Records excerpted from a collection
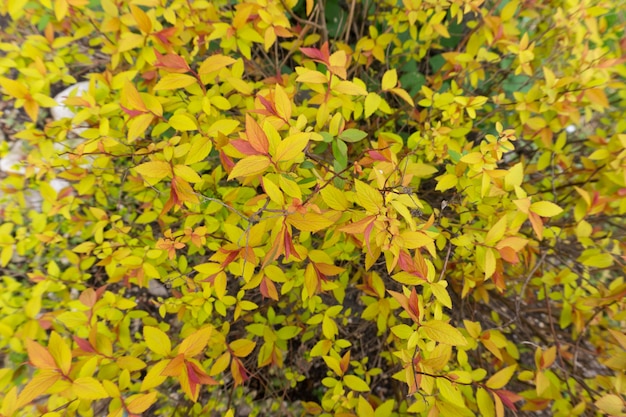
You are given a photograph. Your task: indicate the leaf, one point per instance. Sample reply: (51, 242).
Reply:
(349, 88)
(288, 332)
(355, 383)
(155, 169)
(442, 332)
(441, 294)
(367, 197)
(601, 260)
(611, 404)
(251, 165)
(334, 198)
(157, 340)
(242, 347)
(545, 209)
(256, 136)
(352, 135)
(446, 181)
(143, 21)
(195, 342)
(485, 403)
(183, 122)
(174, 81)
(154, 377)
(490, 262)
(37, 386)
(390, 79)
(309, 222)
(292, 147)
(39, 355)
(186, 173)
(372, 102)
(88, 388)
(501, 378)
(215, 63)
(140, 403)
(403, 331)
(61, 352)
(283, 103)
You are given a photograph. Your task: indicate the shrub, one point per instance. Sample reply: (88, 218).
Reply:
(364, 208)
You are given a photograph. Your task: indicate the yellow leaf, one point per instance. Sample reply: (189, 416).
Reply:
(368, 198)
(501, 378)
(9, 403)
(273, 192)
(88, 388)
(355, 383)
(61, 352)
(186, 173)
(514, 176)
(292, 146)
(174, 82)
(611, 404)
(485, 403)
(143, 21)
(413, 240)
(140, 403)
(601, 260)
(60, 9)
(545, 209)
(157, 340)
(442, 332)
(138, 126)
(37, 386)
(441, 294)
(390, 79)
(446, 181)
(242, 347)
(251, 165)
(490, 262)
(215, 63)
(283, 103)
(310, 76)
(154, 377)
(335, 199)
(308, 222)
(496, 232)
(403, 95)
(372, 101)
(349, 88)
(183, 122)
(200, 148)
(154, 169)
(597, 96)
(13, 88)
(195, 342)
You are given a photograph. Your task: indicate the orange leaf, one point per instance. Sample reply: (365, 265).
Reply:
(141, 403)
(39, 356)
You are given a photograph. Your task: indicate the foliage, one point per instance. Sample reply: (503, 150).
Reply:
(364, 208)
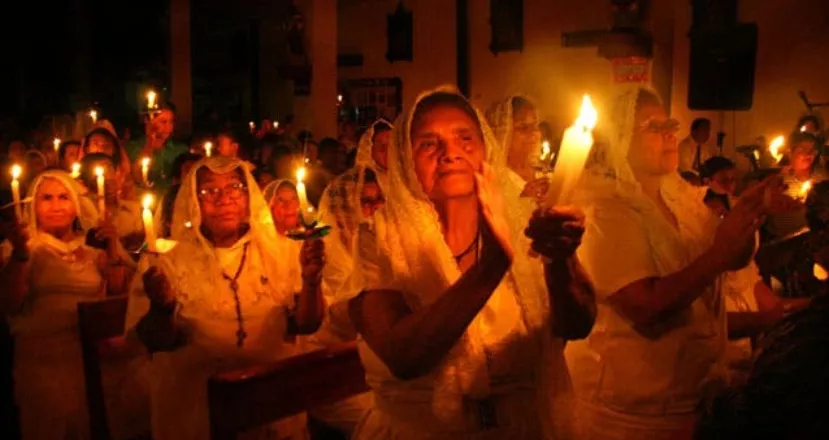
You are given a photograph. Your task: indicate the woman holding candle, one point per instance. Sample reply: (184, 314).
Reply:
(460, 335)
(656, 255)
(50, 272)
(229, 295)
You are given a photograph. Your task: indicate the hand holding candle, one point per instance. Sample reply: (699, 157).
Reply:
(575, 147)
(16, 171)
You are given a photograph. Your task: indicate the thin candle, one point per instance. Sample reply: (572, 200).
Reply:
(149, 227)
(99, 175)
(145, 170)
(575, 147)
(16, 171)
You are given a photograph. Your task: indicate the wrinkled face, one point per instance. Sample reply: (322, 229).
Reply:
(285, 208)
(227, 147)
(653, 150)
(223, 199)
(724, 182)
(803, 156)
(371, 199)
(99, 143)
(526, 136)
(72, 155)
(380, 149)
(53, 206)
(164, 123)
(448, 149)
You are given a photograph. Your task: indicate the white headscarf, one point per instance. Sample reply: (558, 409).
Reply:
(406, 252)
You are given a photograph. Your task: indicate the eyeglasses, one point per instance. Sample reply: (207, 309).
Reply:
(234, 191)
(666, 126)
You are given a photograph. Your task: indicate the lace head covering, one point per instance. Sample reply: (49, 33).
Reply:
(87, 214)
(405, 251)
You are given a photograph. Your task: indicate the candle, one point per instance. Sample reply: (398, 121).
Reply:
(147, 217)
(99, 173)
(17, 170)
(145, 170)
(302, 195)
(774, 148)
(575, 146)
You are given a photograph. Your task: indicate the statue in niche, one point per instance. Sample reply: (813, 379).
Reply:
(506, 20)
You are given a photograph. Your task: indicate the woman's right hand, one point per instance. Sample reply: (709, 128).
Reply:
(157, 287)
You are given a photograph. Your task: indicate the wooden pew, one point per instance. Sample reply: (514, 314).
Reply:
(99, 323)
(245, 399)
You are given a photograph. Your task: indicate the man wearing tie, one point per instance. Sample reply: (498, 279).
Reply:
(694, 150)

Aim of the exercise
From the records above, transcribe exactly the run of lines that opens with the line holding "You are given a photograph. Your task: indicate the wooden" and closes with the line holding "You are given a photograph. Your task: indicate the man", both included.

Expected output
You are given a photograph. Your task: indicate the wooden pew, one point per instance. Sample reply: (514, 314).
Reply:
(99, 323)
(245, 399)
You are given a photograph. Your task: indicate the man wearing tie, one point per instance. Sample reply: (498, 279).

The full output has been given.